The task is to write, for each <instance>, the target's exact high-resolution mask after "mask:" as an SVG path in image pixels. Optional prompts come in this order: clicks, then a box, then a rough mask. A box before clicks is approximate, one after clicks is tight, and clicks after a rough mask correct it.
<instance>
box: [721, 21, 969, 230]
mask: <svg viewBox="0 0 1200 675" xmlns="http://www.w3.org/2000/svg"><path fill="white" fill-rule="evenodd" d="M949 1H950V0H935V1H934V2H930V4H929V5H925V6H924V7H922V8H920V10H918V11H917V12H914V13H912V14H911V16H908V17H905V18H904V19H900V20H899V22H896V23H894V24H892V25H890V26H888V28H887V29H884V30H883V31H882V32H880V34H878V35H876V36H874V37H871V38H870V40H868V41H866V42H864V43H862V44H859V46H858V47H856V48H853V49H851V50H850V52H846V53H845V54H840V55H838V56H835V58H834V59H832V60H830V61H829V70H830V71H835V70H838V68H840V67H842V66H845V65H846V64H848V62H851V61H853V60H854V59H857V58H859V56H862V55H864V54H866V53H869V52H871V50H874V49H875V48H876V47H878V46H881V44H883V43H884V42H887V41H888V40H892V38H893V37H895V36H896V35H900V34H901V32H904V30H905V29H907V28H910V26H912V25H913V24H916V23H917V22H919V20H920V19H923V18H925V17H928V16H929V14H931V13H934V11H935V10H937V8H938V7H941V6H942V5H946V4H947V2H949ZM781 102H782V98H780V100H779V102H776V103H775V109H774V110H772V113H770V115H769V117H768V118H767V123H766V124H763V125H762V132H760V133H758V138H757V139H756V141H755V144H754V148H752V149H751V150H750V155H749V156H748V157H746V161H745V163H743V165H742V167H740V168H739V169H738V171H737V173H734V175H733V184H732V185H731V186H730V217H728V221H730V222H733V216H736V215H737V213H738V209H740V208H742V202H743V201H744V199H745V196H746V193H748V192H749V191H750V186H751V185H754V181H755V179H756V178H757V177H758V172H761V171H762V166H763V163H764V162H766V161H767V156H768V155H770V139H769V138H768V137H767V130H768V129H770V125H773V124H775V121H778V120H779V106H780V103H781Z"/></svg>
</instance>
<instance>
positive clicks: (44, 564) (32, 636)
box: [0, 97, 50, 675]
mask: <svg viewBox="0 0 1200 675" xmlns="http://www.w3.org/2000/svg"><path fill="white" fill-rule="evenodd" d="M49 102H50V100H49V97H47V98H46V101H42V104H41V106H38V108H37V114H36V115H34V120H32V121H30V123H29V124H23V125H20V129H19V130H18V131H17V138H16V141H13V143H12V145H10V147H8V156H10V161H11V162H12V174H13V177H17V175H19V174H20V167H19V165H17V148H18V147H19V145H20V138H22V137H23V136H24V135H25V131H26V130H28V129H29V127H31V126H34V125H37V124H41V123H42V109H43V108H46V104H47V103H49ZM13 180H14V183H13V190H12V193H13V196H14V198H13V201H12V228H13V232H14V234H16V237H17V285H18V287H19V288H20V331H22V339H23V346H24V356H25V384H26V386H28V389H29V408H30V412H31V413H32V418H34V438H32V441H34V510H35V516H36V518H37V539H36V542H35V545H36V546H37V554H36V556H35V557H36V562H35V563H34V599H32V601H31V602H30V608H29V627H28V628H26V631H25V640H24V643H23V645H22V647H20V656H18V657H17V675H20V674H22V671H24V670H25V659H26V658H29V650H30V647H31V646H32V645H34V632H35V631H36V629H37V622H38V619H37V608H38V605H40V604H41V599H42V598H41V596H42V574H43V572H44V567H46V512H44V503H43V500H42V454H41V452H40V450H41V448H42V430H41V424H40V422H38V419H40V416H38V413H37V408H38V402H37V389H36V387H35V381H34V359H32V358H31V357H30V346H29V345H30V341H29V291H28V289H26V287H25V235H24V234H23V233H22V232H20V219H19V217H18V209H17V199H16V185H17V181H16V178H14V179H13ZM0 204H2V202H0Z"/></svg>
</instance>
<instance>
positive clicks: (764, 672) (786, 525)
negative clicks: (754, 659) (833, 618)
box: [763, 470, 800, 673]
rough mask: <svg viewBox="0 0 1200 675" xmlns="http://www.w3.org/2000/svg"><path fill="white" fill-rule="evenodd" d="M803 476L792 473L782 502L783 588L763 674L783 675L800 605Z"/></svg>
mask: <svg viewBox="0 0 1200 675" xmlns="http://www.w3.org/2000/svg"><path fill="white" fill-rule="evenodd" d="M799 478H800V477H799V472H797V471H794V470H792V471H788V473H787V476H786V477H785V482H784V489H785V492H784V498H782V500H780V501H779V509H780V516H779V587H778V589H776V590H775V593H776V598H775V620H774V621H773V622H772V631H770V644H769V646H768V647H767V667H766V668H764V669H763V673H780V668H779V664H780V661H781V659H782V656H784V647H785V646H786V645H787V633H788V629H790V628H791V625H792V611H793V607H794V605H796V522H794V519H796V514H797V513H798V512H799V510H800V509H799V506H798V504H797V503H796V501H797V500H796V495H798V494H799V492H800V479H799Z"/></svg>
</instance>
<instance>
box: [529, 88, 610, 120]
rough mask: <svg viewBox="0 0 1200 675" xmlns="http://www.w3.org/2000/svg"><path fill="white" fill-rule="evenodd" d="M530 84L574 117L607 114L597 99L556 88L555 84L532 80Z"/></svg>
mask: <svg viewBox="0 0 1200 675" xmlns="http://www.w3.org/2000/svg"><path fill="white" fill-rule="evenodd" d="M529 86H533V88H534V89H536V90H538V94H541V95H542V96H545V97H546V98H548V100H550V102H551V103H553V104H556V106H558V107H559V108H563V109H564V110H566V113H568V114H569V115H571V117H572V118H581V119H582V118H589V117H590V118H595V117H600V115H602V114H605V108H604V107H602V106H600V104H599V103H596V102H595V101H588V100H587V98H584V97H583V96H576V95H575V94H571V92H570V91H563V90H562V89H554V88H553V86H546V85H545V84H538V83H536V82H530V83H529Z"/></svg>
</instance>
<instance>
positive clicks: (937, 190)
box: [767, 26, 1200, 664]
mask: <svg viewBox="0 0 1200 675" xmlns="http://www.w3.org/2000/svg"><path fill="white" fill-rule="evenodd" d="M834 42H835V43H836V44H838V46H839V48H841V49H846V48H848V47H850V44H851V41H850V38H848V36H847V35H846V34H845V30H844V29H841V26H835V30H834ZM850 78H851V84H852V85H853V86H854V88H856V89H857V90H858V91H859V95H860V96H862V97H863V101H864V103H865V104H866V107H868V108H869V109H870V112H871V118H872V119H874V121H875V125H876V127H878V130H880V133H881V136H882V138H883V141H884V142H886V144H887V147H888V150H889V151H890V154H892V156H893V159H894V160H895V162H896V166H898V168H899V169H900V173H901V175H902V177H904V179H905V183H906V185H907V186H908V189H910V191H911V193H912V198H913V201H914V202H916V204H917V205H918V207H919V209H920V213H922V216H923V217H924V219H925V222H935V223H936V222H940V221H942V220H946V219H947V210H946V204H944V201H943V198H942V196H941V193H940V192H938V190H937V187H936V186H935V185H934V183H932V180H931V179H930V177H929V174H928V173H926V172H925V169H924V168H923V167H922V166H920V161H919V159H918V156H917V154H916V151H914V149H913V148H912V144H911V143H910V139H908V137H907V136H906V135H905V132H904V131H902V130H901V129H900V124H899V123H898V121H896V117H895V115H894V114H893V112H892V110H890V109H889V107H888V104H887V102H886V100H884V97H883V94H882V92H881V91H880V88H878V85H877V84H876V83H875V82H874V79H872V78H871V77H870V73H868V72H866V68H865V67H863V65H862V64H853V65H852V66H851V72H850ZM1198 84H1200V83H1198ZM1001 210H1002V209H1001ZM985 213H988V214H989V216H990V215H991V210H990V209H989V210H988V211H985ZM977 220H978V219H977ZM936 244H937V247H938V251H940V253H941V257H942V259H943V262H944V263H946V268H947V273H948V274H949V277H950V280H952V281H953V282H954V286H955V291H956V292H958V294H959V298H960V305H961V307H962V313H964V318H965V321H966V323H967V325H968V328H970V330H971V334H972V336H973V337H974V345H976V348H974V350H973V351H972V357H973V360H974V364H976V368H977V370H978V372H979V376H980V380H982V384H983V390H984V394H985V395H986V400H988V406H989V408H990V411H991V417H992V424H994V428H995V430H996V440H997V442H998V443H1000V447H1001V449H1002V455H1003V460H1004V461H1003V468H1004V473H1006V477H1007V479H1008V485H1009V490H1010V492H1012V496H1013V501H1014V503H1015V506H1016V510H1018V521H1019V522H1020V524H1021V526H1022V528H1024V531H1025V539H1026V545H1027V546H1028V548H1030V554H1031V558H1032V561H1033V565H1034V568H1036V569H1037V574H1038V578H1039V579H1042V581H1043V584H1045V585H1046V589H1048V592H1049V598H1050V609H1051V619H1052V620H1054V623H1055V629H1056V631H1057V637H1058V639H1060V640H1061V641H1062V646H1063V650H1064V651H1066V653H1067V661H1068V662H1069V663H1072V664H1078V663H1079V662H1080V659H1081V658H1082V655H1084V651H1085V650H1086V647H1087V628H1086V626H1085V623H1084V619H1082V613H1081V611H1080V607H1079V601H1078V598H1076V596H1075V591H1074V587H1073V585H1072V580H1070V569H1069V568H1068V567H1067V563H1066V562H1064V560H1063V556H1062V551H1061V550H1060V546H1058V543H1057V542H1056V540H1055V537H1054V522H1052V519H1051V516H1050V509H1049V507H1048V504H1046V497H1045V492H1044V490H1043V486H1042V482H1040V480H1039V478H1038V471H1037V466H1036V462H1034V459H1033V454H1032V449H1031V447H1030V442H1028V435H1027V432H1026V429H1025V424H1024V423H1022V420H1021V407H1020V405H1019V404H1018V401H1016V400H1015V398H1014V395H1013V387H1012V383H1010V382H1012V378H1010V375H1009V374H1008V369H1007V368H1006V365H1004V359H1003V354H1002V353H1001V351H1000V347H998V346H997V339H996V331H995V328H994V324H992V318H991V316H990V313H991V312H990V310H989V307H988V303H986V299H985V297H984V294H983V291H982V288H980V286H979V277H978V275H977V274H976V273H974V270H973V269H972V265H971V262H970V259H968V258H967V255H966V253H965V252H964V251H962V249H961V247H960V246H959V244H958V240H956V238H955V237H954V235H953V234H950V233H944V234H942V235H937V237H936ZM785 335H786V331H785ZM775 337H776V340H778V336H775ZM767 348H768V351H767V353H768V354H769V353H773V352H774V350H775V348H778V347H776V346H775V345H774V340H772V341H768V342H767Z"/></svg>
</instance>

# # # # # # #

◆ **Task prompt**:
The reply should hold only how many lines in the material include the word "rough".

◆ **Answer for the task**:
3